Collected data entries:
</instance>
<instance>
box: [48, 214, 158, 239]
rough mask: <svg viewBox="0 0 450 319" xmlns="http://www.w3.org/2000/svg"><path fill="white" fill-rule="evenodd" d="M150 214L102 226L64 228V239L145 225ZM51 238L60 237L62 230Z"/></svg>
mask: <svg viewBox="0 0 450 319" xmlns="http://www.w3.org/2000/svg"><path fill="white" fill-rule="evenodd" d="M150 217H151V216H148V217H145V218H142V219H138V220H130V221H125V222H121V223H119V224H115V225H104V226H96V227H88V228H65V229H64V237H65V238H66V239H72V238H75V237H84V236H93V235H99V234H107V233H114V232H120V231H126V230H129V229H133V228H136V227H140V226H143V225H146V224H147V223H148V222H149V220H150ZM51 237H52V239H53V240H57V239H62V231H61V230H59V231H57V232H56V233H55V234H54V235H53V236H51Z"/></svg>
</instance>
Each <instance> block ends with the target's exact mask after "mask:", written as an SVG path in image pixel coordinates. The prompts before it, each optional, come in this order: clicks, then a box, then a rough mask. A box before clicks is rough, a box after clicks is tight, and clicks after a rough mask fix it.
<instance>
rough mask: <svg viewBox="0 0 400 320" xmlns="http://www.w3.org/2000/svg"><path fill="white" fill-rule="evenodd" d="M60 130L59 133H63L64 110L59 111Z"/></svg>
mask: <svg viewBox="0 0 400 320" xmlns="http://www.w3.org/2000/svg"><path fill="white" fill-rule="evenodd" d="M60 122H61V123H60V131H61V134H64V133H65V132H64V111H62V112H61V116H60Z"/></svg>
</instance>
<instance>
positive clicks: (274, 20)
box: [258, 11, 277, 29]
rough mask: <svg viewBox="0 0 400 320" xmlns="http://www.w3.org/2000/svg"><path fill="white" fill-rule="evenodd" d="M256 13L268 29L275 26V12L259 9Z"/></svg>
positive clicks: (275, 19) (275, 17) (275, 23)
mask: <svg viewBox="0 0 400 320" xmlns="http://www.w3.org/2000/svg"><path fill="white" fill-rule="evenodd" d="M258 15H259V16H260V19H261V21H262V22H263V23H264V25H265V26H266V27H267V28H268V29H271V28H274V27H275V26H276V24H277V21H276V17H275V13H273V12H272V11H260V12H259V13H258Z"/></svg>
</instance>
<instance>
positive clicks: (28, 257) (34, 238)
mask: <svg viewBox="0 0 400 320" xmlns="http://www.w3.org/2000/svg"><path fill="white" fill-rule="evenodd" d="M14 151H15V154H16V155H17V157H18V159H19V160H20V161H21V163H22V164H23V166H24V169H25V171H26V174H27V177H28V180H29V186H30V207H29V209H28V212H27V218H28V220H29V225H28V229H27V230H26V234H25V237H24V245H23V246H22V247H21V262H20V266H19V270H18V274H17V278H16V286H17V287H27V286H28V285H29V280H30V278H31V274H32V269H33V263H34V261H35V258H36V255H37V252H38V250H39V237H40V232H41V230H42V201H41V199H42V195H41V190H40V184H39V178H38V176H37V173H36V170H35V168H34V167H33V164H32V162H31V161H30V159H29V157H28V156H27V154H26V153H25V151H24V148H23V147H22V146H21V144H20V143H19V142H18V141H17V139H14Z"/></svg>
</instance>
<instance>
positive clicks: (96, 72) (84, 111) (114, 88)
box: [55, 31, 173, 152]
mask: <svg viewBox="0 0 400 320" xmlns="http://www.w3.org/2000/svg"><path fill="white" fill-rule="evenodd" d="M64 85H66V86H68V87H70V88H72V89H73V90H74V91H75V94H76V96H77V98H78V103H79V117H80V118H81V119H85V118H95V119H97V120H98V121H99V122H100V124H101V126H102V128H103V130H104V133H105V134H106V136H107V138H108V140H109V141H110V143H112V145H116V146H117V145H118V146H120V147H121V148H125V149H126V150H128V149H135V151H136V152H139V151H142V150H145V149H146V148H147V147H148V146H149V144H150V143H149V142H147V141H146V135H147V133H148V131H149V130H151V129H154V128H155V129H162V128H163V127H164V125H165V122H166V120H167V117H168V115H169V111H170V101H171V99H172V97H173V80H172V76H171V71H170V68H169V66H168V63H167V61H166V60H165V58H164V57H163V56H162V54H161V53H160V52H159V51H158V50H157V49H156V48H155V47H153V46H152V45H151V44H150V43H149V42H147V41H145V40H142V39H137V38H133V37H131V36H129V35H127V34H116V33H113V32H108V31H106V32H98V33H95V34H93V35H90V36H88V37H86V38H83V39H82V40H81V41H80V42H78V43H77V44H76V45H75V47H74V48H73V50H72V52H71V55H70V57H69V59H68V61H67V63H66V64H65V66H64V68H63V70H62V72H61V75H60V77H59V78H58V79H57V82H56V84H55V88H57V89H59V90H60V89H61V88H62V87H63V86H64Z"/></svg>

Exercise:
The records above should be repeated in full, exactly as given.

Response area:
</instance>
<instance>
box: [48, 214, 158, 239]
rough mask: <svg viewBox="0 0 450 319" xmlns="http://www.w3.org/2000/svg"><path fill="white" fill-rule="evenodd" d="M150 214L102 226L64 228V239L145 225ZM51 238L60 237L62 230Z"/></svg>
mask: <svg viewBox="0 0 450 319" xmlns="http://www.w3.org/2000/svg"><path fill="white" fill-rule="evenodd" d="M150 217H151V216H148V217H145V218H142V219H138V220H130V221H125V222H121V223H119V224H115V225H104V226H96V227H88V228H65V229H64V237H65V238H66V239H72V238H75V237H84V236H93V235H99V234H107V233H114V232H120V231H126V230H129V229H133V228H136V227H140V226H143V225H146V224H147V223H148V222H149V220H150ZM51 237H52V239H53V240H57V239H62V231H61V230H59V231H57V232H56V233H55V234H54V235H53V236H51Z"/></svg>
</instance>
Each <instance> block ends with the target's exact mask after "mask:", written as an SVG path in image pixel coordinates. The prompts before it, each optional, come in this order: clicks, then a box, then a rough mask. A box before clicks is rough, a box after clicks is tight, and clicks after a rough mask fix it.
<instance>
rough mask: <svg viewBox="0 0 400 320" xmlns="http://www.w3.org/2000/svg"><path fill="white" fill-rule="evenodd" d="M60 130L59 133H63L64 110L59 111Z"/></svg>
mask: <svg viewBox="0 0 400 320" xmlns="http://www.w3.org/2000/svg"><path fill="white" fill-rule="evenodd" d="M60 122H61V123H60V131H61V134H64V133H65V132H64V111H62V112H61V116H60Z"/></svg>
</instance>
<instance>
positive clicks: (274, 20)
box: [258, 11, 277, 29]
rough mask: <svg viewBox="0 0 400 320" xmlns="http://www.w3.org/2000/svg"><path fill="white" fill-rule="evenodd" d="M256 13L268 29L275 26V12L259 9Z"/></svg>
positive clicks: (275, 19) (275, 17) (275, 23)
mask: <svg viewBox="0 0 400 320" xmlns="http://www.w3.org/2000/svg"><path fill="white" fill-rule="evenodd" d="M258 15H259V16H260V19H261V21H262V22H263V23H264V25H265V26H266V27H267V28H268V29H271V28H274V27H275V26H276V24H277V21H276V17H275V13H273V12H272V11H260V12H259V13H258Z"/></svg>
</instance>
<instance>
positive clicks: (28, 257) (34, 238)
mask: <svg viewBox="0 0 400 320" xmlns="http://www.w3.org/2000/svg"><path fill="white" fill-rule="evenodd" d="M14 151H15V154H16V155H17V157H18V159H19V160H20V161H21V163H22V164H23V166H24V169H25V171H26V174H27V177H28V180H29V186H30V207H29V209H28V212H27V218H28V220H29V225H28V229H27V230H26V234H25V237H24V245H23V246H22V247H21V262H20V266H19V270H18V274H17V278H16V286H17V287H27V286H28V285H29V280H30V278H31V274H32V269H33V263H34V261H35V258H36V255H37V252H38V250H39V237H40V232H41V230H42V201H41V199H42V195H41V190H40V184H39V178H38V176H37V173H36V170H35V168H34V167H33V164H32V162H31V161H30V159H29V157H28V156H27V154H26V153H25V151H24V148H23V147H22V146H21V144H20V143H19V142H18V141H17V139H14Z"/></svg>
</instance>
<instance>
positive clicks: (96, 72) (84, 111) (114, 88)
box: [55, 31, 173, 152]
mask: <svg viewBox="0 0 400 320" xmlns="http://www.w3.org/2000/svg"><path fill="white" fill-rule="evenodd" d="M64 85H66V86H68V87H70V88H72V89H73V90H74V91H75V94H76V96H77V98H78V103H79V117H80V118H81V119H85V118H95V119H97V120H98V121H99V122H100V124H101V126H102V128H103V130H104V133H105V134H106V136H107V138H108V140H109V141H110V143H112V145H116V146H117V145H118V146H120V147H121V148H125V149H126V150H128V149H135V151H136V152H139V151H142V150H145V149H146V148H147V147H148V146H149V144H150V143H149V142H147V141H146V135H147V133H148V131H149V130H151V129H154V128H155V129H162V128H163V127H164V125H165V122H166V120H167V117H168V115H169V111H170V101H171V99H172V97H173V80H172V76H171V71H170V68H169V66H168V63H167V61H166V60H165V58H164V57H163V56H162V54H161V53H160V52H159V51H158V50H157V49H156V48H155V47H153V46H152V45H151V44H150V43H149V42H147V41H145V40H142V39H137V38H133V37H131V36H129V35H127V34H116V33H113V32H108V31H106V32H98V33H95V34H93V35H90V36H88V37H86V38H83V39H82V40H81V41H80V42H78V43H77V44H76V45H75V47H74V48H73V50H72V52H71V55H70V57H69V59H68V61H67V63H66V64H65V66H64V68H63V70H62V72H61V75H60V77H59V78H58V79H57V82H56V84H55V88H57V89H59V90H60V89H61V88H62V87H63V86H64Z"/></svg>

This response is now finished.